Stated exercise:
Extract the text lines of each row below word for word, and leave the pictures out of your answer.

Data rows
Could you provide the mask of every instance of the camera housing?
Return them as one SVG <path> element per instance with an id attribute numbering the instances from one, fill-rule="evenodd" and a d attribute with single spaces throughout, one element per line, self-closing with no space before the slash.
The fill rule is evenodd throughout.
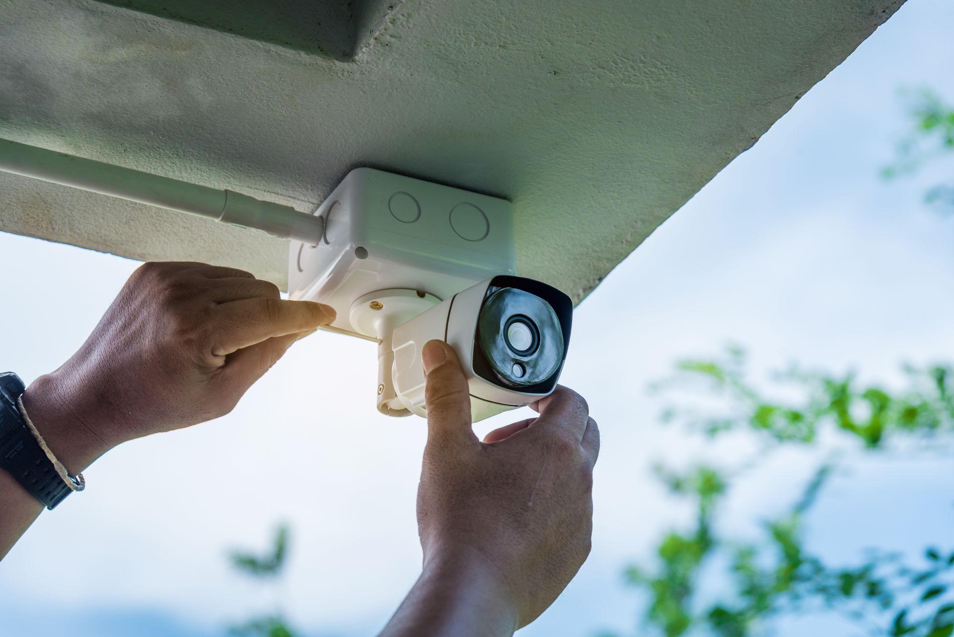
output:
<path id="1" fill-rule="evenodd" d="M 515 276 L 509 201 L 358 168 L 314 214 L 324 233 L 291 241 L 289 298 L 331 305 L 325 329 L 378 343 L 380 412 L 425 415 L 421 349 L 431 339 L 457 350 L 475 421 L 556 386 L 572 303 Z"/>
<path id="2" fill-rule="evenodd" d="M 473 421 L 549 396 L 567 359 L 572 316 L 570 297 L 532 278 L 500 276 L 471 286 L 394 329 L 397 399 L 427 415 L 421 351 L 434 339 L 457 351 Z"/>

Exercise answer:
Could you provide the mask of every instance of the camera housing?
Return them as one SVG <path> element per instance with an id attribute numbering the instances from one, fill-rule="evenodd" and a d attribute with single spaces throughout, one element per line, self-closing with no space before the slash.
The fill rule is evenodd throughout.
output:
<path id="1" fill-rule="evenodd" d="M 515 276 L 509 201 L 358 168 L 314 214 L 324 233 L 291 241 L 289 298 L 331 305 L 325 329 L 378 343 L 380 412 L 425 415 L 421 349 L 431 339 L 457 350 L 475 421 L 556 386 L 572 303 Z"/>
<path id="2" fill-rule="evenodd" d="M 473 421 L 549 396 L 567 359 L 572 316 L 570 297 L 532 278 L 500 276 L 471 286 L 394 329 L 397 399 L 427 415 L 421 351 L 434 339 L 457 351 Z"/>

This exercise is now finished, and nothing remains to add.